• _Seçilen Metin_

- - - -

Boyle gercekmis gibi olurlar. Hatta gercek mi ruya mi ayirt edemzsiniz. Cok degisik ya gozumu bi actim yanimdaki oydu sonra bi daha actim bi baktim yastikmis. Soktayim sozluk galiba gecen yine kacirildim da uyanmadan geri getirdi.
Noluyor lan dedirten rüyalardır.
Hiç unutmam küçükken görmüştüm böyle bir rüya ; Bizim apartmanın bodrum katına iniyorum ( merdivenler sarmal şekilde ) aşağıya indiğimde devasa boyutta bi arı üstüme geliyor ve sarsılarak uyanıyorum . Uyandıktan sonra hafiften tırsıyorum malum ilkokula gidiyoruz daha .
ilginçten çok saçma bi rüya gibi oldu ama neyse
rüyamda lise sondaydım. dehşet vericiydi merdivenlerden yukarı çıkıyorum bi baktım merdivenlerde melih gökçek; yanına iki kız öğrenci almış merdivenlerde oturuyo. sizin burda ne işiniz var dedim bana dönüp ben artık senin sınıf rehberlik hocanım koraycım dedi. bende yav he he dedim bi ust merdivenlere ciktim. tabi bu beni gittim zannetti heralde arkamdan beni kizlara kotuledi dakka bir gol bir. sonra indim merdivenlerden sen bana boyle boyle mi dedin dedim kulağımla duydum dedim. o da yok koraycım olurmu oyle sey dedi. sonra bana gözlüklerinin altından gülümsedi. tam o sırada uyandım allahtan kabusmuş.
hayırdır inşallah yolda yürürken kocaman göbekli bir adam çıkıyor karşıma sataşıyor, yumruğumla yere serip gidiyorum. ama göbeği adamın gerçekten çok büyük normal şişman veya hamile göbeği değil. tabiri nedir cidden merak ettim.

- - - -

• _Veri Kümesi Kayıtları_
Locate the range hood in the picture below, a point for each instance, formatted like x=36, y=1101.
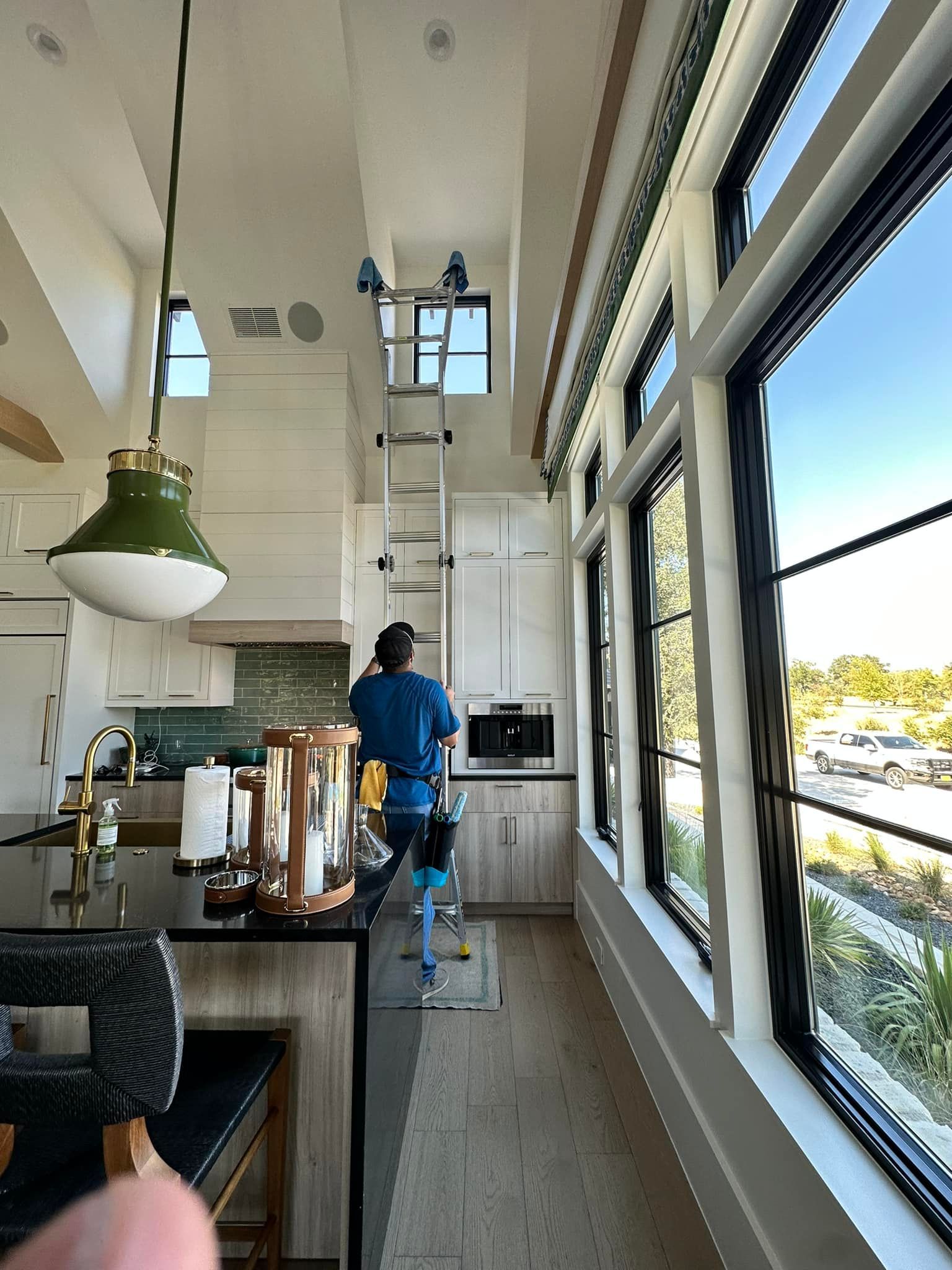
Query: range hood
x=283, y=473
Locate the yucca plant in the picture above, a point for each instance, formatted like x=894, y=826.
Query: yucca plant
x=835, y=940
x=931, y=876
x=879, y=853
x=685, y=854
x=915, y=1016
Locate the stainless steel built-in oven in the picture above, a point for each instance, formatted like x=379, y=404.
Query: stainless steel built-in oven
x=512, y=734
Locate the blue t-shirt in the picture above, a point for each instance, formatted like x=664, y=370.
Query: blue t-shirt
x=403, y=721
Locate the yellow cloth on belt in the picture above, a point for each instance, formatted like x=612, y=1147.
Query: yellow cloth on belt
x=374, y=784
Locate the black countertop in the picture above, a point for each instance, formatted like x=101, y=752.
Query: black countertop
x=23, y=826
x=37, y=884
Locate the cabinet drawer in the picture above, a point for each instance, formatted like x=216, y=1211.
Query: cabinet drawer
x=25, y=618
x=513, y=796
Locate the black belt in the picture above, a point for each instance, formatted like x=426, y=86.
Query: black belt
x=434, y=780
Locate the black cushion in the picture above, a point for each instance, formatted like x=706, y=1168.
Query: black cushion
x=223, y=1073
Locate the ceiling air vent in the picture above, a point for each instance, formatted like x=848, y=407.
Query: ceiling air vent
x=255, y=323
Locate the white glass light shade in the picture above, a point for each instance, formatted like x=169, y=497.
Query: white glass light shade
x=139, y=587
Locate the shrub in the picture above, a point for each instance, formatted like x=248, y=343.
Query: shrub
x=931, y=876
x=879, y=854
x=857, y=886
x=913, y=910
x=685, y=854
x=915, y=1016
x=835, y=939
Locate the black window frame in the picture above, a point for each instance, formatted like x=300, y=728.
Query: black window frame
x=461, y=303
x=601, y=730
x=796, y=52
x=903, y=186
x=178, y=304
x=660, y=331
x=651, y=751
x=593, y=475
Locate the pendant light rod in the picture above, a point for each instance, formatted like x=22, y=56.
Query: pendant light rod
x=169, y=231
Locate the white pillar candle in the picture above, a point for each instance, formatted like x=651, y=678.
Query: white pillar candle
x=314, y=863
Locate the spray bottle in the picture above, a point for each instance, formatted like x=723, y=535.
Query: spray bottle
x=108, y=830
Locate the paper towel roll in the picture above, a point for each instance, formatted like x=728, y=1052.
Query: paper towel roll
x=205, y=812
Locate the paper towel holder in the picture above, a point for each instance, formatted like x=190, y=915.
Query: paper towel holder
x=190, y=864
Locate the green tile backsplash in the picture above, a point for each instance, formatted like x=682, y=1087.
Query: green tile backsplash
x=273, y=686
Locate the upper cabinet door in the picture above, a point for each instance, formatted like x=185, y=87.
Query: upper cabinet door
x=135, y=662
x=482, y=528
x=537, y=624
x=535, y=527
x=40, y=522
x=186, y=668
x=482, y=626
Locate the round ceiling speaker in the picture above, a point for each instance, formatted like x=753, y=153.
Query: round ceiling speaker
x=46, y=43
x=305, y=322
x=439, y=40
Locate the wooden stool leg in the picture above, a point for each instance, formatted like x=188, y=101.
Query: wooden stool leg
x=277, y=1148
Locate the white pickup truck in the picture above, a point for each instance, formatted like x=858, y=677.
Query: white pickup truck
x=895, y=756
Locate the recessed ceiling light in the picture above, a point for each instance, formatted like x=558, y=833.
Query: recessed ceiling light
x=439, y=40
x=46, y=43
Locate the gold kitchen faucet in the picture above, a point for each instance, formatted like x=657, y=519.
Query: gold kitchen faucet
x=84, y=806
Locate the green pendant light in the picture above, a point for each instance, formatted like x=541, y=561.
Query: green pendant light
x=140, y=556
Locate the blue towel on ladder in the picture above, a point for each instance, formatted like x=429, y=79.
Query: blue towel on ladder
x=369, y=276
x=428, y=966
x=456, y=262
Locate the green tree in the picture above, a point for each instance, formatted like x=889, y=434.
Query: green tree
x=920, y=689
x=860, y=675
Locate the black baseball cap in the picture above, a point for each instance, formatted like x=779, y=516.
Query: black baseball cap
x=394, y=646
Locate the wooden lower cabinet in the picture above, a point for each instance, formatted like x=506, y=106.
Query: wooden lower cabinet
x=542, y=859
x=484, y=858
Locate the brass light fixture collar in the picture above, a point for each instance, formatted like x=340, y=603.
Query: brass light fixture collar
x=150, y=461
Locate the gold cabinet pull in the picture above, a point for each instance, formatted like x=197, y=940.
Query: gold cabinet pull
x=43, y=760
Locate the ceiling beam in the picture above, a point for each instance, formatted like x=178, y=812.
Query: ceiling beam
x=616, y=82
x=23, y=432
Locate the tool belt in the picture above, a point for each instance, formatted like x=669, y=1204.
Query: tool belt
x=434, y=780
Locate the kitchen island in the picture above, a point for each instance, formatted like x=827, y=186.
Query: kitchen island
x=318, y=975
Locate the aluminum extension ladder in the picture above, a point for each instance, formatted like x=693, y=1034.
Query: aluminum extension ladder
x=443, y=294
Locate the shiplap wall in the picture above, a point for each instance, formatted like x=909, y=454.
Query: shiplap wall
x=283, y=470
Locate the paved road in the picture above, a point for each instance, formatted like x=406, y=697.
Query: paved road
x=920, y=807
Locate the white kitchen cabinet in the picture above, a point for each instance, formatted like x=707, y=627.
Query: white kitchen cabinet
x=482, y=528
x=535, y=527
x=184, y=668
x=135, y=662
x=482, y=628
x=40, y=522
x=536, y=629
x=31, y=675
x=154, y=665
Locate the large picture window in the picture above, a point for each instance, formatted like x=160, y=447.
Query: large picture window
x=672, y=799
x=842, y=441
x=601, y=655
x=819, y=46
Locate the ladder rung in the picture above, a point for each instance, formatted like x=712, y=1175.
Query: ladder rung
x=414, y=438
x=412, y=339
x=413, y=389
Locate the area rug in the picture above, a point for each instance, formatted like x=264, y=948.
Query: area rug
x=474, y=984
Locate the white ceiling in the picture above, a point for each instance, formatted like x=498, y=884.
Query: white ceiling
x=315, y=131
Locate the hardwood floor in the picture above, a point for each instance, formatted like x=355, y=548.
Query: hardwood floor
x=535, y=1142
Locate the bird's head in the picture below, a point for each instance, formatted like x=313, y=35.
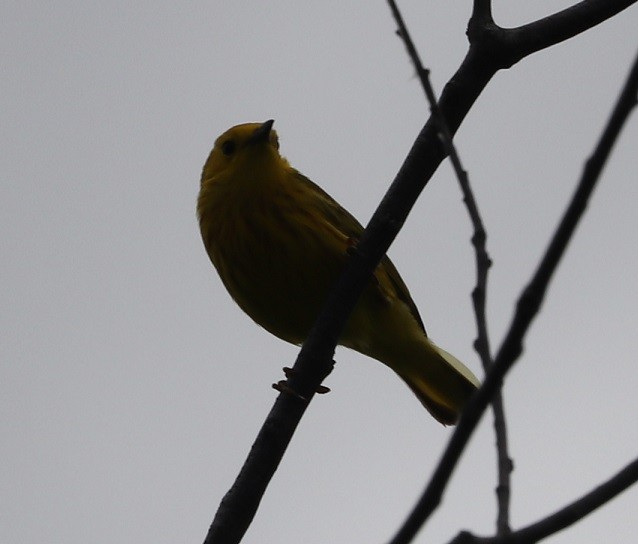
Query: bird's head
x=242, y=150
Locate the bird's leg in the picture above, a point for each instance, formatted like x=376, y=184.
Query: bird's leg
x=283, y=387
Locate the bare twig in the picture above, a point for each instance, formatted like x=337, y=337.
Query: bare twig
x=564, y=517
x=528, y=305
x=483, y=262
x=314, y=362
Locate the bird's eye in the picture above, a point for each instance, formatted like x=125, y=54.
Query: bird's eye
x=228, y=147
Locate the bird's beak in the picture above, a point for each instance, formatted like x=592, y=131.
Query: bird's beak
x=262, y=133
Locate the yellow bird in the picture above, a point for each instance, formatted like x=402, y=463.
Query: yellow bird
x=279, y=243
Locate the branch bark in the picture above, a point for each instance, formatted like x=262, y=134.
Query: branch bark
x=314, y=362
x=528, y=305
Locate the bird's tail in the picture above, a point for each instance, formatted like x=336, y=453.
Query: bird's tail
x=442, y=383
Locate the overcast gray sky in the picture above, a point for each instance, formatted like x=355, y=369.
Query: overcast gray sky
x=131, y=386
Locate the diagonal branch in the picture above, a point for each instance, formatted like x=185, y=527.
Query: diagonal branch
x=566, y=516
x=483, y=263
x=528, y=305
x=314, y=361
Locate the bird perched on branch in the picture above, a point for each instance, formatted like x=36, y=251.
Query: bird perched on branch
x=279, y=242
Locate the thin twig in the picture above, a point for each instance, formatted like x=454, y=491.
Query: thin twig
x=483, y=262
x=314, y=361
x=566, y=516
x=526, y=310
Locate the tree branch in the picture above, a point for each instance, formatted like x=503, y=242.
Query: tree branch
x=314, y=362
x=564, y=517
x=483, y=261
x=528, y=305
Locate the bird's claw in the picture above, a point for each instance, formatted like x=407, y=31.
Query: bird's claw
x=283, y=387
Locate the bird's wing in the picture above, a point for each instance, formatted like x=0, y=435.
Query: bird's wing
x=388, y=278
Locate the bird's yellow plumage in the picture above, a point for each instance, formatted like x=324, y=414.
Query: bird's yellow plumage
x=279, y=243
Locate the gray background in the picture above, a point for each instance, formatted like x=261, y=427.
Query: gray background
x=131, y=386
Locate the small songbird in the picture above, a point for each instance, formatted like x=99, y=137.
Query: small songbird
x=279, y=242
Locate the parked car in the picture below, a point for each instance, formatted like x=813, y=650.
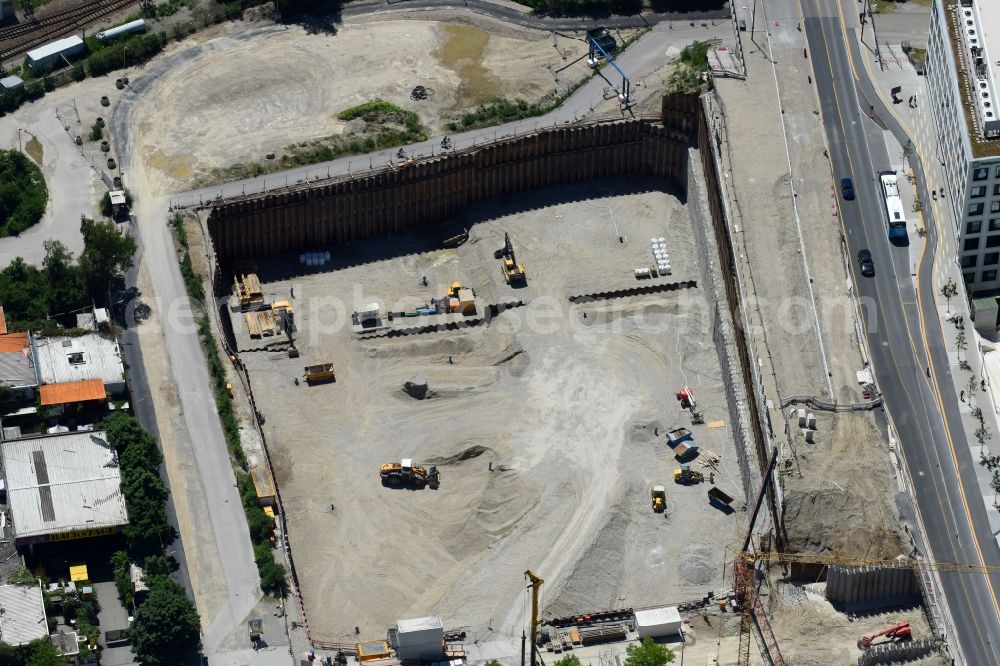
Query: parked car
x=866, y=263
x=847, y=188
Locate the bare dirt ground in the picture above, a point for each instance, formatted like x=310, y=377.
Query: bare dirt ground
x=810, y=631
x=249, y=97
x=838, y=498
x=569, y=404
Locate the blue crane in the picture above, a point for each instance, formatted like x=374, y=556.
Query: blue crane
x=592, y=61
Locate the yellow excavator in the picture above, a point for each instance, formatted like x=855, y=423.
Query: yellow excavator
x=406, y=473
x=513, y=272
x=658, y=497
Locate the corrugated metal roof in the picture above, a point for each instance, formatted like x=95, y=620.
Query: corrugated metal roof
x=655, y=617
x=63, y=483
x=13, y=342
x=22, y=614
x=64, y=359
x=419, y=624
x=263, y=482
x=61, y=394
x=55, y=47
x=17, y=368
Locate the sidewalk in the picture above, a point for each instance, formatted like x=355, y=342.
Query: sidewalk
x=919, y=125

- - - -

• _İstem 1_
Seçilen metindeki bodrum katı rüyasında, aşağıya inildiğinde anlatıcının üstüne ne geliyor?
• _İstem 2_
Aşağıdaki ifadelerin her birinin seçilen metinle uyuşup uyuşmadığını evet ya da hayır ile belirtin ve kararı veren sözcükleri metinden aynen alıntılayın.
(a) Melih Gökçek'in geçtiği rüyada anlatıcı lise sondadır.
(b) Bodrum katına inilen rüyada merdivenler düzdür.
(c) Anlatıcı, adamın göbeğini normal bir şişman göbeği olarak tanımlar.

• _Beklenen Çıktı 1_
Devasa boyutta bir arı.

• _Beklenen Çıktı 2_
(a) Evet: "rüyamda lise sondaydım."
(b) Hayır: "merdivenler sarmal şekilde"
(c) Hayır: "normal şişman veya hamile göbeği değil."